**Problem to work on**
Print only the line with "In this exercise you will spot each instance of the young" and the lines after it, ending with the last line of the material, each exactly as it stands.

[Excerpts from point annotation data]

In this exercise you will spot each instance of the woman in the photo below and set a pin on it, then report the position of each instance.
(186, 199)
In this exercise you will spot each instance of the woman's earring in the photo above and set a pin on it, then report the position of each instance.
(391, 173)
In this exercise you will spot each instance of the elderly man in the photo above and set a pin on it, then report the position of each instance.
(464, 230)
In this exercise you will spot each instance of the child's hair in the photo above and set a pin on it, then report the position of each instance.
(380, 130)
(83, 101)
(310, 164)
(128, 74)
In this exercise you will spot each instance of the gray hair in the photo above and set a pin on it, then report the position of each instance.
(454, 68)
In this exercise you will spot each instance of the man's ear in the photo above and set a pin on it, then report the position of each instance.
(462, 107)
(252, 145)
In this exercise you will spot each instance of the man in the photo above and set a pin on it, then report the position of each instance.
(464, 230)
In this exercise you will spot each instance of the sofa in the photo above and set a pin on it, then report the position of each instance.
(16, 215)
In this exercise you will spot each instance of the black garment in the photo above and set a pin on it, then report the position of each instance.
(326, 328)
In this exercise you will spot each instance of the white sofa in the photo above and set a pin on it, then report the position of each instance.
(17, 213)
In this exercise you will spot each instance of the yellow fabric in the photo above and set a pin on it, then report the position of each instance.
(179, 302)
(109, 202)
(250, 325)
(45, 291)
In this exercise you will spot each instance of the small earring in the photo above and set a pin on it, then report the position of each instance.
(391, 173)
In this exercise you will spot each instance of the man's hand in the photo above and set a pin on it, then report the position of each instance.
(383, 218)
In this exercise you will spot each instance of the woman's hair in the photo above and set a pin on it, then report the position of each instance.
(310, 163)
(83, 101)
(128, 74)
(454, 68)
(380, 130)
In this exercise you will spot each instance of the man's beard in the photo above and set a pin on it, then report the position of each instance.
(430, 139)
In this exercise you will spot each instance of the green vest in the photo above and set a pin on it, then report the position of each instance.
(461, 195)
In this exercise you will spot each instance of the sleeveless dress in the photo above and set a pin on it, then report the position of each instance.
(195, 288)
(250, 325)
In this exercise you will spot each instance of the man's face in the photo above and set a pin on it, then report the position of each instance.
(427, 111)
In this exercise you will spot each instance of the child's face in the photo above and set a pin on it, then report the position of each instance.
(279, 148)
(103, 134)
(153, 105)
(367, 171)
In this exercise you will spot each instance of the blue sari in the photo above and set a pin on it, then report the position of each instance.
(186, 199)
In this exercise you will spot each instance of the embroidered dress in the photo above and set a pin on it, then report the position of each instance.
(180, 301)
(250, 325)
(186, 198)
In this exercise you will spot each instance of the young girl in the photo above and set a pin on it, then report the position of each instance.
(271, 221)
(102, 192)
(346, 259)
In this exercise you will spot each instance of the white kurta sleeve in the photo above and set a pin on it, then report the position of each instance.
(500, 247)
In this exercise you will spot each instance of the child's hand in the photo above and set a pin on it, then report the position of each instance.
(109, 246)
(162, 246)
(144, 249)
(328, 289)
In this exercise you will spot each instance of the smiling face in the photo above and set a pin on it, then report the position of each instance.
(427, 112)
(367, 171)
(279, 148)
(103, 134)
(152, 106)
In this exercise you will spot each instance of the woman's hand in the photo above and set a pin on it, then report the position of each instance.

**Task output**
In this exercise you will spot each instance of the young girl in the photo above and set a pin on it, then report the position of each instance.
(271, 221)
(102, 192)
(346, 259)
In this exercise you will spot each instance of the white kurta sleeve in the photo above and set a pin on it, then report the position of each instance.
(500, 247)
In this exercise you will spot each instance of the child's hand in the photo above and set a pin on it, then report the position of each instance.
(109, 246)
(162, 246)
(144, 249)
(328, 289)
In this exercise you will spot each instance of the smiling face in the photo above and set a pin on it, then report the position of each instance.
(427, 112)
(367, 171)
(279, 148)
(103, 134)
(152, 106)
In this exercise you will spot each instance of the woman's hand in the photo above and set a pin on it, then report the position of each instance.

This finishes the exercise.